* [THE TASK]:
Your task is to extract the lines from the one holding "the motorcycle, each" through the end of the material. Set them down exactly and add nothing.

⟨

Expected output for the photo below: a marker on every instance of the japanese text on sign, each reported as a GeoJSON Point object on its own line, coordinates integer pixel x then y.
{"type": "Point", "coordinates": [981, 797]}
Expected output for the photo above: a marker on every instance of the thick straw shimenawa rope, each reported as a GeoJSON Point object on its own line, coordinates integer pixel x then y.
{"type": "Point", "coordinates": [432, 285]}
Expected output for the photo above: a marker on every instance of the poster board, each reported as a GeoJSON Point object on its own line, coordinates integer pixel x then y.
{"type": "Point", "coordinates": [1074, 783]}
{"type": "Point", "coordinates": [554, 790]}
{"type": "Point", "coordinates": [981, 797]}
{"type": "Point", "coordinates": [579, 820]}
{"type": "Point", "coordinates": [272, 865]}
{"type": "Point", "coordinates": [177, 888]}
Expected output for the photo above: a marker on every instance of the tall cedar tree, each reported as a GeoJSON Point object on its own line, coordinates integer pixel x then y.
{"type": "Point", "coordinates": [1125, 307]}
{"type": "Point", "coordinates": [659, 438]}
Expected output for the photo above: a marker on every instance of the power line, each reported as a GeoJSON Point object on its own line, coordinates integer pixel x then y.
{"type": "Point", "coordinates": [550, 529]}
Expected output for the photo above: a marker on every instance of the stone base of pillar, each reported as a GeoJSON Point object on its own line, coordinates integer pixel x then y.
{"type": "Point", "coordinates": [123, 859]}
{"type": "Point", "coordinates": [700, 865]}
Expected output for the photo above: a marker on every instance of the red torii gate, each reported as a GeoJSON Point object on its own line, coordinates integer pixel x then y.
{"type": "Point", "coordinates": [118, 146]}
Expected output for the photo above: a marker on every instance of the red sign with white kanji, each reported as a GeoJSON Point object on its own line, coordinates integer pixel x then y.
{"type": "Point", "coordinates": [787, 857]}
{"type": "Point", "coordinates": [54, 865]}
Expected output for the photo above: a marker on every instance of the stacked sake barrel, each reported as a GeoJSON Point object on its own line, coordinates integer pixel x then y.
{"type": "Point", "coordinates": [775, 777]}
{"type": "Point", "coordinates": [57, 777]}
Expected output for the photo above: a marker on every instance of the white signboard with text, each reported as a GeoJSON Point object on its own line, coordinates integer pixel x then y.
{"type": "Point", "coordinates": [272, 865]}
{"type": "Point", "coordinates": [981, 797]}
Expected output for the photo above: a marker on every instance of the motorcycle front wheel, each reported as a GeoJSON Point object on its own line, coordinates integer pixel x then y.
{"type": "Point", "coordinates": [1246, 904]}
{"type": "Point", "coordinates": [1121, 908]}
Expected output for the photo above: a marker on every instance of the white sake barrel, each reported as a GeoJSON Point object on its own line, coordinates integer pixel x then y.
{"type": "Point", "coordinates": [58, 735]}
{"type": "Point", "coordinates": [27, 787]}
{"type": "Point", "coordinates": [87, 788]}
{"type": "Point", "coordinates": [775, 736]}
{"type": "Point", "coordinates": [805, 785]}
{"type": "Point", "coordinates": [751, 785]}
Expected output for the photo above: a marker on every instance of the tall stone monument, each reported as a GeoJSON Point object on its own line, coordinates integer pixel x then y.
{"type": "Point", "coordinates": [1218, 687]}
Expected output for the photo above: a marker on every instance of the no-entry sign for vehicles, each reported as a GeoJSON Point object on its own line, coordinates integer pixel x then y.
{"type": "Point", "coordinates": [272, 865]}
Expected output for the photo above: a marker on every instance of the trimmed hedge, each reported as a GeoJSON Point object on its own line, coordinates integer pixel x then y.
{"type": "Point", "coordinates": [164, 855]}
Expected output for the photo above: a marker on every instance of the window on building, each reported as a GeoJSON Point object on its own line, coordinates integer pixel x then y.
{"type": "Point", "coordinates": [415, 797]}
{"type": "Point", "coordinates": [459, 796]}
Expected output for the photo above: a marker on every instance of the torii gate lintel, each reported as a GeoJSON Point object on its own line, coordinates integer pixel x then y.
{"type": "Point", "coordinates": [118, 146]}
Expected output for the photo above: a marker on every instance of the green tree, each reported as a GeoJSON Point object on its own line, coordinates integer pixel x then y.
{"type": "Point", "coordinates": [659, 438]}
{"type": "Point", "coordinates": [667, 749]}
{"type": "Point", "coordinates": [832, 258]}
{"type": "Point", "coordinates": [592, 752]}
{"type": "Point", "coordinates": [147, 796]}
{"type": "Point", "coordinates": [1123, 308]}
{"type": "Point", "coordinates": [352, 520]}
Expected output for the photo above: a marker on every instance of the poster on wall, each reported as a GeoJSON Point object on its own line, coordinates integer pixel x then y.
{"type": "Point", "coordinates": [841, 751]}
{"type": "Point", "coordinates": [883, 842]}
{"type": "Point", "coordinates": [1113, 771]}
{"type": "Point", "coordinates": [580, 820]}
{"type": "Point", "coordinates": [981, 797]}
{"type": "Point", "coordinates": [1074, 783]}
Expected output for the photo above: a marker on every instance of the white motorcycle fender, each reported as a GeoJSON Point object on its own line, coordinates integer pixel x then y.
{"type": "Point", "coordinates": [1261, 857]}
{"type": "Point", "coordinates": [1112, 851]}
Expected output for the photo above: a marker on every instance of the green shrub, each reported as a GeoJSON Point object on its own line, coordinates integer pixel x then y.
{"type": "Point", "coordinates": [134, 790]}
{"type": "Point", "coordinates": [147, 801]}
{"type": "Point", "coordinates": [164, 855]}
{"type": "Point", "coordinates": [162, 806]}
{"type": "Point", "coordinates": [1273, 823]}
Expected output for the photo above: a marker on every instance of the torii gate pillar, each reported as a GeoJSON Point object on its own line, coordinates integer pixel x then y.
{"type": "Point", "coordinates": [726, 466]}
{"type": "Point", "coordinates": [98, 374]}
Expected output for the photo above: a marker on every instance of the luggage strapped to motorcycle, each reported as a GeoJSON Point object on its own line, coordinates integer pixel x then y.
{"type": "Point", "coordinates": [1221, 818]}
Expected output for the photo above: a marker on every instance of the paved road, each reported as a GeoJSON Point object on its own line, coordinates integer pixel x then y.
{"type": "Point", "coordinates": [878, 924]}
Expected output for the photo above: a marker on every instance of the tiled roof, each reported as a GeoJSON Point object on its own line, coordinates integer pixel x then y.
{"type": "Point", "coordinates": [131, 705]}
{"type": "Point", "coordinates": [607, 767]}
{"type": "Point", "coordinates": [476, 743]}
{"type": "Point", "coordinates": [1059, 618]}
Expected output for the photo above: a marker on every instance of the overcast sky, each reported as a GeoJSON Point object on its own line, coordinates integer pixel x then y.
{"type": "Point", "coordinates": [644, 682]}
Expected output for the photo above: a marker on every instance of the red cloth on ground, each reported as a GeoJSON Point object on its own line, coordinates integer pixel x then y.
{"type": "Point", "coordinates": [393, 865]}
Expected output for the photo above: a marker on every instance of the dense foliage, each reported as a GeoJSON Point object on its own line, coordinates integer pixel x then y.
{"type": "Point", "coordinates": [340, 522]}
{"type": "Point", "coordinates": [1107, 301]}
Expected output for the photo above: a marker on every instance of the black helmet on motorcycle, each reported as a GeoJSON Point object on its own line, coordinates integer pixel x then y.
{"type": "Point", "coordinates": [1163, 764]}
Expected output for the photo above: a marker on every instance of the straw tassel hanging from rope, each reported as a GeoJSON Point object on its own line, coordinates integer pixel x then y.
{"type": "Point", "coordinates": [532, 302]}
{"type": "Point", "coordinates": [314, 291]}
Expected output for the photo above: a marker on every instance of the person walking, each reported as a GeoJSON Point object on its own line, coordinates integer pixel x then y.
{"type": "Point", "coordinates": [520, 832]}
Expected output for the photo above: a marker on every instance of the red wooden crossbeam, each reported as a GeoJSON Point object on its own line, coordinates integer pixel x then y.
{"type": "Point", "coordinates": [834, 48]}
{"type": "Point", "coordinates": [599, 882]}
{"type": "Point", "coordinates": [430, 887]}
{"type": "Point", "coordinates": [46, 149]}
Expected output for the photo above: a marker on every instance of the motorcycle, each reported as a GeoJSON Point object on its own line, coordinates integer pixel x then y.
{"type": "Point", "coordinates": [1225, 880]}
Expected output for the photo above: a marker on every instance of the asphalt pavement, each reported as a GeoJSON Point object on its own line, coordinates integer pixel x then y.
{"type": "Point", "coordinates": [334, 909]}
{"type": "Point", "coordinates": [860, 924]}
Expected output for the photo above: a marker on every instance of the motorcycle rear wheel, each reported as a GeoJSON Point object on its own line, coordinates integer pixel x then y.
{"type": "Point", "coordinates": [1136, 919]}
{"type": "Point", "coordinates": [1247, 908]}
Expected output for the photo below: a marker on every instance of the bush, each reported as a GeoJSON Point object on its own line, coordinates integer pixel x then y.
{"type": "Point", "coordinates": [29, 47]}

⟩

* [REPLY TO THE EXERCISE]:
Expected output for the photo above: a marker on every instance of the motorcycle, each reported as a GeoJSON Point object on its own line, coordinates integer pixel x then y.
{"type": "Point", "coordinates": [1225, 880]}
Expected output for the photo above: a marker on every instance of the asphalt pavement, each reported as a GeoJSON Point object on its own line, coordinates integer pixel x then y.
{"type": "Point", "coordinates": [334, 909]}
{"type": "Point", "coordinates": [860, 924]}
Expected output for the photo above: a marker on every instance of the motorcycle rear wheel, each reported as a GeoJSON Point object on its own line, coordinates integer pixel x then y.
{"type": "Point", "coordinates": [1136, 919]}
{"type": "Point", "coordinates": [1247, 908]}
Expected output for the photo below: a marker on every instance of the bush, each reported as a GeoJSON Point object on its own line, coordinates integer pixel x then y.
{"type": "Point", "coordinates": [29, 47]}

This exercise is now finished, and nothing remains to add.